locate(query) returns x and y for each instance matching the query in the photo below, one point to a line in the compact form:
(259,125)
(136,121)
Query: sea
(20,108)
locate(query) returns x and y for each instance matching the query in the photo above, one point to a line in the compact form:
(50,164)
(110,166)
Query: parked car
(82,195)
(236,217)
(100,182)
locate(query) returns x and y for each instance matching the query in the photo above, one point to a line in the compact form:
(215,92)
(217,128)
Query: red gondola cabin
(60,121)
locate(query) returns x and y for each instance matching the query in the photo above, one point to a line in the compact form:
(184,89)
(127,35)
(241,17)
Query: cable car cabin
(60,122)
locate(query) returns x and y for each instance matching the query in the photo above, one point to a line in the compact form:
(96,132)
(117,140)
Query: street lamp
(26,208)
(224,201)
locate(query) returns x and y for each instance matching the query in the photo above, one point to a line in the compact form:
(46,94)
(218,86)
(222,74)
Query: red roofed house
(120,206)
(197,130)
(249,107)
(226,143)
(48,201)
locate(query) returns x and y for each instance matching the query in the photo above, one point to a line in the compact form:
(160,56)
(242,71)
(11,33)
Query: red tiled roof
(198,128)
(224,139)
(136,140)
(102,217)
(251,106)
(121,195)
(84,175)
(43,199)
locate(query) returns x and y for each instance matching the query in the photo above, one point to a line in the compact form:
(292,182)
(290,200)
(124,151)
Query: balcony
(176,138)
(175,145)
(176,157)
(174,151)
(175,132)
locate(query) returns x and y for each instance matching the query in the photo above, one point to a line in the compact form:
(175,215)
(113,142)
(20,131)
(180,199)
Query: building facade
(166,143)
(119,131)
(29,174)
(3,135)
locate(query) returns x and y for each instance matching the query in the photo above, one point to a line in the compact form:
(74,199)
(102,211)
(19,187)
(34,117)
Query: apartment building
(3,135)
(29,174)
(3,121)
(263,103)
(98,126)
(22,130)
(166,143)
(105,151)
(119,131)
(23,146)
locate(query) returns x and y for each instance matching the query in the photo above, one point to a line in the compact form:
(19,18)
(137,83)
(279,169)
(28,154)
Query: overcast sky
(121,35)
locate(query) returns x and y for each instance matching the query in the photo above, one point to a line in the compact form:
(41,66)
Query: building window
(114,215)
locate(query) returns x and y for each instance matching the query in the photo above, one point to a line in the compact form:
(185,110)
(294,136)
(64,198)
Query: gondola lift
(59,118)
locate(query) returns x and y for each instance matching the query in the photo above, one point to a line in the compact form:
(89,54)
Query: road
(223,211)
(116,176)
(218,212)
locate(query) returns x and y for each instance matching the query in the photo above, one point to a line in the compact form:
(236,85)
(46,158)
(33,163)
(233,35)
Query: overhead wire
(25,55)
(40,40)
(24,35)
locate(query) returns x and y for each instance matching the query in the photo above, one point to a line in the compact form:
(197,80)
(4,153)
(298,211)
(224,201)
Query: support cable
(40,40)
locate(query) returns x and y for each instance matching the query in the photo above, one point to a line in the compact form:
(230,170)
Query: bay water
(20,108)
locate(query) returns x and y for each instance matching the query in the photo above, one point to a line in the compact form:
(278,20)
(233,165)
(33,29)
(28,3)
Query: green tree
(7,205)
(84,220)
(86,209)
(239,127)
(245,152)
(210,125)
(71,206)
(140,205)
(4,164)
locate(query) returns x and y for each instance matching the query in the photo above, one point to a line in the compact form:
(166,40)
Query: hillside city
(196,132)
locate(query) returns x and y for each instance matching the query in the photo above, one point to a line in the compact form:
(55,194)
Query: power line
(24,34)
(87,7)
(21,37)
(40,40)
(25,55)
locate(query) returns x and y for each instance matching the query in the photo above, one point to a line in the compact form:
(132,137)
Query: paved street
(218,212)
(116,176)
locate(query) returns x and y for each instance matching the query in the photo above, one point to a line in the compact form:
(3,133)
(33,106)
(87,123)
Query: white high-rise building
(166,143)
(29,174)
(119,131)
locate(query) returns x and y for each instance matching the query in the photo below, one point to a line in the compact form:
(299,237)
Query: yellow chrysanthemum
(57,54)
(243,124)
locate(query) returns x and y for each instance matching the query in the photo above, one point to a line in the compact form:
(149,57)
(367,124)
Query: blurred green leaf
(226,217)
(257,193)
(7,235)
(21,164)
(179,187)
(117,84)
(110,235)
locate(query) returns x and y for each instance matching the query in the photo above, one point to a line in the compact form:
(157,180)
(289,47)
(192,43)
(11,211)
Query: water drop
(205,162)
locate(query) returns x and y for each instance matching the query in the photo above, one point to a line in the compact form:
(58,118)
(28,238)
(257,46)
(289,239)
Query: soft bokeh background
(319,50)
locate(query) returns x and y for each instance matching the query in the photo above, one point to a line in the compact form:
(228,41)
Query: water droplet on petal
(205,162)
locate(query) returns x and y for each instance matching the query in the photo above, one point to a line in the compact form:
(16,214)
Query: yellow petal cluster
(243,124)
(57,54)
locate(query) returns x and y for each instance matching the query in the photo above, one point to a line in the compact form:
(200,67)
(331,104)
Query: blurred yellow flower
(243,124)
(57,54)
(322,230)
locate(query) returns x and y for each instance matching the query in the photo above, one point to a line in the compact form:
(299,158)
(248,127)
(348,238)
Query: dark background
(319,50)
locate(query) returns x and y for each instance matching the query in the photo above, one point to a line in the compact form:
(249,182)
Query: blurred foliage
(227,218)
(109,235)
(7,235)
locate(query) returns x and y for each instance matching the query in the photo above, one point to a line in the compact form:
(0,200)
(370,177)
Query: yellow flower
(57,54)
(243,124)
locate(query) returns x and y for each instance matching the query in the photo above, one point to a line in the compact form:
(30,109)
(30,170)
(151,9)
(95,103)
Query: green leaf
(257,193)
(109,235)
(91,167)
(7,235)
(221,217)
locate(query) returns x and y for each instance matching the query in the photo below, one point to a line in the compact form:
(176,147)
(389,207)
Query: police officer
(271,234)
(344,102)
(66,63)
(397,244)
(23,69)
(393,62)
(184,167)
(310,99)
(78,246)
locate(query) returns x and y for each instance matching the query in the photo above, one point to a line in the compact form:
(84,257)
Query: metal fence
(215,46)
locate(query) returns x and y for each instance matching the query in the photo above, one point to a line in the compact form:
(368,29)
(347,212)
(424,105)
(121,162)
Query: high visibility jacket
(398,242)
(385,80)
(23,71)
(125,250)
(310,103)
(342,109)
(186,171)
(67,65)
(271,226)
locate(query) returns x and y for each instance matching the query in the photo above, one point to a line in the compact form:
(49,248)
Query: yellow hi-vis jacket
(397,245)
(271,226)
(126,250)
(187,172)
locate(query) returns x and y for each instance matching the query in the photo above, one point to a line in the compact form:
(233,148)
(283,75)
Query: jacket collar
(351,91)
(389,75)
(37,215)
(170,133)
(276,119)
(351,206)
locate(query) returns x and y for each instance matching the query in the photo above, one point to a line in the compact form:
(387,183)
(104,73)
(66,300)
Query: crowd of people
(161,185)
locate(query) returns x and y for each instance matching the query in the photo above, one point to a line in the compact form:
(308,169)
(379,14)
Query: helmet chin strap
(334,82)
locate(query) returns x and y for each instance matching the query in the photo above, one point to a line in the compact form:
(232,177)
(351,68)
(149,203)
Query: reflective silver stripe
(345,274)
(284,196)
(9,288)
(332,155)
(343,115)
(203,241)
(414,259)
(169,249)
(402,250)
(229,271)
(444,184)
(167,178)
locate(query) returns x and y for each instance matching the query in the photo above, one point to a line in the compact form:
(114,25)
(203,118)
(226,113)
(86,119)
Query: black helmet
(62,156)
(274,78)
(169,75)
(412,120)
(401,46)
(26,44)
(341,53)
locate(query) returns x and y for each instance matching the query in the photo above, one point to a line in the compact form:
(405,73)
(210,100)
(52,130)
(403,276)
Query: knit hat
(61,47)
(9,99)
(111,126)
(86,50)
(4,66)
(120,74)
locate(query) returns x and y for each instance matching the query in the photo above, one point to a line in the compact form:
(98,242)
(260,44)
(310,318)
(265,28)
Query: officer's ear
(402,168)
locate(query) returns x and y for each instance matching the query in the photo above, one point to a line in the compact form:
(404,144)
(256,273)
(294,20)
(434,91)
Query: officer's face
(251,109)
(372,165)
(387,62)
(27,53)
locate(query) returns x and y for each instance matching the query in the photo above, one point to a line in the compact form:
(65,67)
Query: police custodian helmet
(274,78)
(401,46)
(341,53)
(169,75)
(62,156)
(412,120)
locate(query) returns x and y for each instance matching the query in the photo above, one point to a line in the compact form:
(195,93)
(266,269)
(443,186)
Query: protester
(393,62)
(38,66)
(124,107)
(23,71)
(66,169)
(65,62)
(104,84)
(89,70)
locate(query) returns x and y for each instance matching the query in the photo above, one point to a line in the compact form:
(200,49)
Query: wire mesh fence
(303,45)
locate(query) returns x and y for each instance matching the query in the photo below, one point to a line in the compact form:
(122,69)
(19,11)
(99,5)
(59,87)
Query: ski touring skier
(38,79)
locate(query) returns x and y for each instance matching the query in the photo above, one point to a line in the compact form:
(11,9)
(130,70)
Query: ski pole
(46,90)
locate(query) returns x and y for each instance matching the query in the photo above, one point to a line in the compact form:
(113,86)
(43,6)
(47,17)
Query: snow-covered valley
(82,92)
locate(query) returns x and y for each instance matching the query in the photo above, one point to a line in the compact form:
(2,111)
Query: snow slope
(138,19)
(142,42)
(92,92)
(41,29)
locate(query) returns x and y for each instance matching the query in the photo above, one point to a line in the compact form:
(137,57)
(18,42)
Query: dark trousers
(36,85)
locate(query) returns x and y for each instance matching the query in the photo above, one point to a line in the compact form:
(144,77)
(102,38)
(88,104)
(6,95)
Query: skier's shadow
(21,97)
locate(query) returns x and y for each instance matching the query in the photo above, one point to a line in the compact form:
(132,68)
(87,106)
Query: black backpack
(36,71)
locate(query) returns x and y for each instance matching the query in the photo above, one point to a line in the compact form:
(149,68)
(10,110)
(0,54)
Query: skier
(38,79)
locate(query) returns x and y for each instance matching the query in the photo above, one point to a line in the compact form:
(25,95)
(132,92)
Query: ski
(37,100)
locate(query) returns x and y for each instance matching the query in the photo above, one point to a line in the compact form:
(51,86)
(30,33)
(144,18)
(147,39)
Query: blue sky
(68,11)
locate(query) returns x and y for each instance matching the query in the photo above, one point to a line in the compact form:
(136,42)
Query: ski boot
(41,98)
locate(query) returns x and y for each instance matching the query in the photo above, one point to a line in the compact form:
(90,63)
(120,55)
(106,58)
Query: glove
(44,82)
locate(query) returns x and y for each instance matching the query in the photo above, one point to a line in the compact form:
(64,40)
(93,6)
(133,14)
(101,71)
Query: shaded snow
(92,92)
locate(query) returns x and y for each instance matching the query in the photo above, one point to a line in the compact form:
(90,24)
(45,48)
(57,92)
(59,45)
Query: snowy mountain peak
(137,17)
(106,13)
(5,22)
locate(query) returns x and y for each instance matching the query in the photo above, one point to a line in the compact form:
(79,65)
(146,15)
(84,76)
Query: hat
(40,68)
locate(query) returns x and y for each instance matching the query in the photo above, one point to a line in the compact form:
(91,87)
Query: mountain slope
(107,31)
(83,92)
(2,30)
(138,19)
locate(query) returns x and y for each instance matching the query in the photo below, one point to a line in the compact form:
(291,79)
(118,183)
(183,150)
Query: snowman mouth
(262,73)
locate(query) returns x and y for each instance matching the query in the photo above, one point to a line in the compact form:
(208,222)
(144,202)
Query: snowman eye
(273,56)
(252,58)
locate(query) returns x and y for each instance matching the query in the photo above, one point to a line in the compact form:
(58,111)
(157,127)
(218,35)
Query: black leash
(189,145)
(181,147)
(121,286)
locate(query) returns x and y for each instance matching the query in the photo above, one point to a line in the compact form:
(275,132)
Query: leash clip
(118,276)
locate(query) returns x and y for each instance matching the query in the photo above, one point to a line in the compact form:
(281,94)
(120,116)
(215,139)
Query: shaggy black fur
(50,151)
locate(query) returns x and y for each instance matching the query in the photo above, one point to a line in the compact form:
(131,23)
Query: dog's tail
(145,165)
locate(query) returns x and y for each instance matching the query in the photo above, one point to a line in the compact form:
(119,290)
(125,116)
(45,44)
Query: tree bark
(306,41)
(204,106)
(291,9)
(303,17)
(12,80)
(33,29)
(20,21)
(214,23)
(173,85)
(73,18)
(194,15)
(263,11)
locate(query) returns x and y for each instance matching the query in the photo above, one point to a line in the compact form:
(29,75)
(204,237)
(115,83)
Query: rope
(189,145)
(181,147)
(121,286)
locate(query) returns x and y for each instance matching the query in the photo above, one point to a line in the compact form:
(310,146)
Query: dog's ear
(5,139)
================
The request »
Keep only the lines in the listing above that contain the string "background", and reproduce each one unchanged. A match must have the same case.

Completed exercise »
Query: soft bokeh background
Query: dark background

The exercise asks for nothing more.